***** PASSAGE

Big data can pilot self driving cars, suggest Netflix shows, and recommend Amazon products. But it still can’t make you healthier. At least not yet. While there is a drive to accelerate healthcare through model-driven medicine, medical data has several distinctive features that differentiate it from that of other disciplines. But the free release of the DeepLesion dataset could soon open the doors to a new era of deep-learning-based radiology. Here’s why:
Medical Deep Learning Activated
When you step into a CT (computer tomography) scanner, radiologists measure and mark meaningful clinical findings with an electronic bookmarking tool. In the case of lesions, these bookmarks help them keep tabs on growth of development. They contain numerous forms, including: lines, text, segmentation, arrows and measurements.
DeepLesion is essentially a huge dataset of harvested and categorized bookmarks. At the time of writing, it contains:
- 32,735 annotated lesions from more than 10,000 case studies
- 32,120 axial CT slices of 4,427 patients
This makes it the largest publicly available medical image dataset in the world, with practical uses ranging from the study of multi-class lesion detection to retrieval or segmentation, amongst others.
Announced in a paper named: “"DeepLesion: Automated mining of large-scale lesion annotations and universal lesion detection with deep learning”, the dataset is of course intended to be used for deep learning. In fact, the team behind DeepLesion has already developed a detector system based on their data. They hope it will become a powerful screening tool for radiologists in the future.
Through the power of deep learning, it is not impossible to imagine a time in which cancer detection, disease prevention or other medical diagnosis is performed with a higher success rate by AI-driven machines than by human experts.
Challenges of Gathering and Leveraging Medical Data
The release of DeepLesion highlights a real challenge in the healthcare industry: the problem of data silos. While datasets existed for individual lesion types (kidneys, bones, lung nodules or enlarged lymph nodes), it’s the first time that a multi-category dataset combines them all, potentially automating radiological diagnosis.

**********
***** DATA EXTRACTS

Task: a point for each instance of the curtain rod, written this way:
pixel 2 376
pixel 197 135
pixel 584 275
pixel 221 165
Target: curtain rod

**********

◆ **ASSIGNED TASK 1**
List the forms that radiologists' electronic bookmarks can take, according to the DeepLesion article.
◆ **ASSIGNED TASK 2**
Decide whether each statement agrees with the DeepLesion article. Answer yes or no, and quote the words from the article that decide it.
(a) DeepLesion contains axial CT slices from more than 10,000 patients.
(b) The team behind DeepLesion has already built a detector system based on their data.
(c) Before DeepLesion, no datasets existed for individual lesion types.
◆ **ASSIGNED TASK 3**
Carry on the DeepLesion article, starting after its final sentence.

◆ **EXPECTED ANSWER 1**
lines, text, segmentation, arrows, measurements

◆ **EXPECTED ANSWER 2**
(a) No: "32,120 axial CT slices of 4,427 patients"
(b) Yes: "the team behind DeepLesion has already developed a detector system based on their data"
(c) No: "While datasets existed for individual lesion types"

◆ **EXPECTED ANSWER 3**
Still, medical data is notoriously hard to acquire, and even harder to use expertly for a number of reasons:
- Fear of data misuse
- Problem with patient anonymity
- Lack of data sharing incentives
- Absence of a universal protocol to acquire data
- Variety of sources (administrative, clinical, medical imaging etc…)
- Variety of scales (seconds to years)
- Private data hidden behind paywalls
There is a lot to battle here. Even if healthcare practitioners manage to get their hands on the data, there is no guarantee that will be good, and thus helpful. It is only by processing large, worldwide amounts of data like with the DeepLesion case that training sets can be optimised, scaled and leveraged for more efficient healthcare neural networks.
Open Source Datasets - Good for the Scientific Community and for You
Ronald Summers, lead author on the paper for DeepLesion, says he hopes “ the dataset will benefit the medical imaging area just as ImageNet benefited the computer vision area.”
ImageNet, the visual object recognition database is one of the largest open source, crowdsourced dataset available in the world, but it is by no means the only one. Containing more than 20 million categories today, there is no denying that its popularity helped kickstart the deep learning revolution, not to mention train countless algorithms that are currently employed in a wide range of private companies.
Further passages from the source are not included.